[Source]
╔══

FLOP:CVE Monitoring

From Funtoo
Revision as of 18:33, April 8, 2020 by D4g33z (talk | contribs)
Jump to navigation Jump to search
Created on
2020/01/21
Original Author(s)
d4g33z
Git sources (for cloning)
Link
Status
Reference Bug
FL-6938

Funtoo Linux Optimization Proposal: CVE Monitoring

Let's monitor the Common Vulnerabilities and Exposures (CVE) list and flag packages in the current portage tree accordingly. Posting bugs on jira.funtoo.org for affected packages could be automated to a significant extent.

cver: A Tool for Monitoring CVEs

Summary

Ultimately, not all ebuilds are created equal. Hence they are updated at different rates according to their popularity in the tree of available packages and this is generally fine: packages with a lot of use get updated frequently, and vulnerabilities are generally dealt with. Unpopular ebuilds can languish, and no one really cares. However, unpopular ebuilds with a significant vulnerability should be updated, popular or not, as they represent a potential vector for attack, if they can be installed.

Identifying ebuilds with an associated CVE will bring them to 'head of the queue' for pull requests and updates, which should often be trivial, as the vulnerability is dealt with upstream and released as a new hotfix version. Or, we can fork and provide our own mitigation, merging with upstream again when a new release comes out (if at all).

The cver (pronounced ça-veer) tool is built around redis cached mongodb collections that are regularly updated with newly filed CVEs. The tool queries the collections to produce a set of text data appropriate to fill fields on a newly created security vulnerability issue on the Funtoo bug tracker. The data can be output in various formats (current just formatted text on stdout), and eventually input directly to the bug tracker via its REST api.

╚══

[Information provided]
╔══

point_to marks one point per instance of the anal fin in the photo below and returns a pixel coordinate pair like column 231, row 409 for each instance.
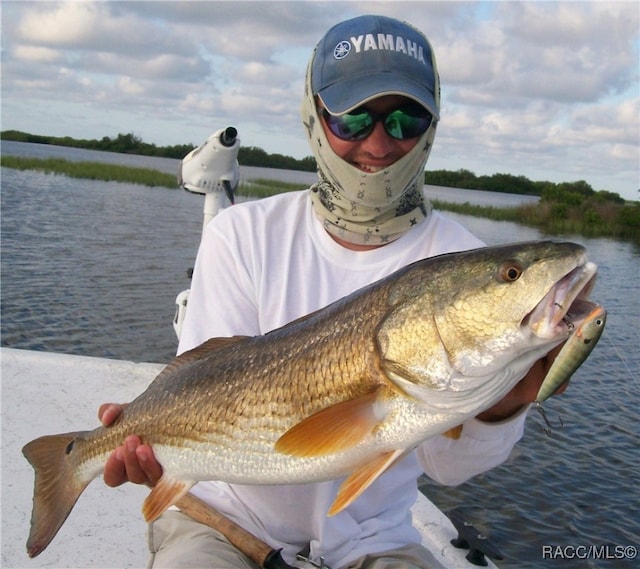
column 334, row 429
column 453, row 433
column 165, row 493
column 362, row 478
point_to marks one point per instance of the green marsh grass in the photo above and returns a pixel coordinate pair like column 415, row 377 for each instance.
column 592, row 218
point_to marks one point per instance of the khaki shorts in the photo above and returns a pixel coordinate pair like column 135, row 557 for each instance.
column 176, row 541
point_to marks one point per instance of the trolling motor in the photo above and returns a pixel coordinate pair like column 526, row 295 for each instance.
column 211, row 170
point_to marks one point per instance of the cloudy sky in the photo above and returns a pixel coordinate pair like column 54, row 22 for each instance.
column 541, row 89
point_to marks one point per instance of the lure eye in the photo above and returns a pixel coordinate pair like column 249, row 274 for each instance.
column 510, row 271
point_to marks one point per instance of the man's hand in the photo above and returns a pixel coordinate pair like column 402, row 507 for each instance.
column 524, row 392
column 131, row 462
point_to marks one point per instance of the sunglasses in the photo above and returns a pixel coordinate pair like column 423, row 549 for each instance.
column 408, row 121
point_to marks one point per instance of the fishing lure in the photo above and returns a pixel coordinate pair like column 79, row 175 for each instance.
column 574, row 352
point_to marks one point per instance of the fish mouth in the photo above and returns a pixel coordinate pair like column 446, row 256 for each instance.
column 566, row 305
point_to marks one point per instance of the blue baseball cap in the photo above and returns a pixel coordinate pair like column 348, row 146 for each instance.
column 369, row 56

╚══

[What to produce]
Reproduce the CVE monitoring proposal word for word, beginning at the words "The cver (pronounced" and stopping after "its REST api.".

[Reply]
The cver (pronounced ça-veer) tool is built around redis cached mongodb collections that are regularly updated with newly filed CVEs. The tool queries the collections to produce a set of text data appropriate to fill fields on a newly created security vulnerability issue on the Funtoo bug tracker. The data can be output in various formats (current just formatted text on stdout), and eventually input directly to the bug tracker via its REST api.